**Exercise brief**: Everything in the data below is left aside except the lines from the one containing "Could you spot the wet" through the one containing "Could you spot the white house"; repeat those exactly.

=== Task input ===

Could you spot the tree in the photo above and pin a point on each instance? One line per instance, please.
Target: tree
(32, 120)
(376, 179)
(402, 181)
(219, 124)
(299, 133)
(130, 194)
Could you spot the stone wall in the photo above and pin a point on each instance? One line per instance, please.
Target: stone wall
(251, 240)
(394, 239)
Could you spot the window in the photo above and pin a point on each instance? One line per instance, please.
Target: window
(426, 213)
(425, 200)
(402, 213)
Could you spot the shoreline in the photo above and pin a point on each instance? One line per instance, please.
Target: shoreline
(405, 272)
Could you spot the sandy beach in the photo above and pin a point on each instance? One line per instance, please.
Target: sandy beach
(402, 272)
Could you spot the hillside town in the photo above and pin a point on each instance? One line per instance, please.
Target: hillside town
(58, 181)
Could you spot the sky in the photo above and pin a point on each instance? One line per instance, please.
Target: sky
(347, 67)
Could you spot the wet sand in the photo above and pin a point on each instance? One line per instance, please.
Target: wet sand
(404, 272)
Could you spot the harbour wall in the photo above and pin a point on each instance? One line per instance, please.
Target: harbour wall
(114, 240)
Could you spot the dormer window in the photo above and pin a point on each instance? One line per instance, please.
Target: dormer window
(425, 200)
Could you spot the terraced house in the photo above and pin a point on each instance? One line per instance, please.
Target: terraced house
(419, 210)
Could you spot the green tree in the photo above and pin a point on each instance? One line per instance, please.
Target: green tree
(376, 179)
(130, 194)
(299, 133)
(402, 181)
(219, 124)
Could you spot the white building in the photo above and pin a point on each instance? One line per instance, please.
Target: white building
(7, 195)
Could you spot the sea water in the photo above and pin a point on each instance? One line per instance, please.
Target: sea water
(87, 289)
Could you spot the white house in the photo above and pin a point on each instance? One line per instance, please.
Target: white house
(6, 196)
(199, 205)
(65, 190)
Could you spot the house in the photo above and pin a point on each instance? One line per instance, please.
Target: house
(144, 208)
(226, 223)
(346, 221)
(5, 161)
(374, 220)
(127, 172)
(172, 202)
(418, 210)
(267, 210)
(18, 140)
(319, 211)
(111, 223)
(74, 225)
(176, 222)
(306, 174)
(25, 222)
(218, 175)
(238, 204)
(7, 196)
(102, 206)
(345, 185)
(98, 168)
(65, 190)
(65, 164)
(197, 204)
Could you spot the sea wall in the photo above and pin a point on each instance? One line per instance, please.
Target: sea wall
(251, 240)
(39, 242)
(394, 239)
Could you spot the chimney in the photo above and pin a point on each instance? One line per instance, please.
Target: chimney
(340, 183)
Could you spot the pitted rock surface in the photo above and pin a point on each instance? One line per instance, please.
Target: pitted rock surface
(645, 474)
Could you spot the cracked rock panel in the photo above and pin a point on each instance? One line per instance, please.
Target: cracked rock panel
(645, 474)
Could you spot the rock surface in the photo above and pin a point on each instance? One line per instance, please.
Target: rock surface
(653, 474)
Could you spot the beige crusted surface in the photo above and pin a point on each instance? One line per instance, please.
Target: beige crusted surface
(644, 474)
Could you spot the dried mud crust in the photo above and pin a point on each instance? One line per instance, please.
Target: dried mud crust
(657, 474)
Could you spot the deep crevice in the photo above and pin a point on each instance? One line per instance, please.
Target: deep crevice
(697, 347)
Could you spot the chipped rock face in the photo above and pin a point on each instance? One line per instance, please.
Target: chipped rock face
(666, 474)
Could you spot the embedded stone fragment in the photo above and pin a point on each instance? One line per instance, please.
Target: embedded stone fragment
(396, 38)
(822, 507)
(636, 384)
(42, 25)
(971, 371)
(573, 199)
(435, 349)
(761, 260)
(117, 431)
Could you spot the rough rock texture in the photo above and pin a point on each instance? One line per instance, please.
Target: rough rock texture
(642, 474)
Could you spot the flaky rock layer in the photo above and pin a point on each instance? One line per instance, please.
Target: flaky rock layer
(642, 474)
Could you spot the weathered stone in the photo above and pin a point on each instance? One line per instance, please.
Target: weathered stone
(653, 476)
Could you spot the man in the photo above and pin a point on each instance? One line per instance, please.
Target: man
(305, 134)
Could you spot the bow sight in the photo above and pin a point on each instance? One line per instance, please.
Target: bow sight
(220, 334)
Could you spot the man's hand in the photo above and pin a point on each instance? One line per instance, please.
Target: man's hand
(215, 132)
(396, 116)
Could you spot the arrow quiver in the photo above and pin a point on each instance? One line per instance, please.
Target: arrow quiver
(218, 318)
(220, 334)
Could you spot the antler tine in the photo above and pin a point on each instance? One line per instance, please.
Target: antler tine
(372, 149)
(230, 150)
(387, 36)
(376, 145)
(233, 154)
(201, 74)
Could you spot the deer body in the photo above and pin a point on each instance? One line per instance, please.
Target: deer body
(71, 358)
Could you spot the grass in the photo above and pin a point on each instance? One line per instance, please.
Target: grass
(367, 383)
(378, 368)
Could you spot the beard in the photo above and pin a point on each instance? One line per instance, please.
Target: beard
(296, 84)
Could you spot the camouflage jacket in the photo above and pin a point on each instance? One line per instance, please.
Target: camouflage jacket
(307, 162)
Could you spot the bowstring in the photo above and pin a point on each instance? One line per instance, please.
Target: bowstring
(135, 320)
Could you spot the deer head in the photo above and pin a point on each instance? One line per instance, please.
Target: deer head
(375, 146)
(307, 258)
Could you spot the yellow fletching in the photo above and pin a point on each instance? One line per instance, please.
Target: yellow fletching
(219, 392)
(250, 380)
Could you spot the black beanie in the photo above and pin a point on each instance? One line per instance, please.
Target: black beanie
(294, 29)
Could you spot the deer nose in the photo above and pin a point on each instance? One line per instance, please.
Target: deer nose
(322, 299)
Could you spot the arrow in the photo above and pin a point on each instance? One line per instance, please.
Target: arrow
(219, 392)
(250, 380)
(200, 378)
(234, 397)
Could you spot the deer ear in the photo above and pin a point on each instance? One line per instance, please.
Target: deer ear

===

**Exercise solution**:
Could you spot the wet sand in the photo above and pin a point on each instance? One line per instance, please.
Target: wet sand
(404, 272)
Could you spot the harbour wall in the photo above and pin a point on each instance? One line per instance, please.
Target: harbour wall
(114, 240)
Could you spot the dormer window in the photo above and pin a point on each instance? One line per instance, please.
Target: dormer window
(425, 200)
Could you spot the terraced house in the photo above and pin a point on each instance? One line per instance, please.
Target: terraced house
(419, 210)
Could you spot the green tree in the photo above and pin a point on each instance? One line per instance, please.
Target: green tree
(376, 179)
(130, 194)
(299, 133)
(402, 181)
(219, 124)
Could you spot the white building in the photo above and pin a point on each instance? One line per instance, please.
Target: white building
(7, 195)
Could you spot the sea water in the photo above and pin a point on each instance? One line per instance, please.
Target: sea water
(87, 289)
Could you spot the white house in the photo above and pin a point on each instance? One line per instance, please.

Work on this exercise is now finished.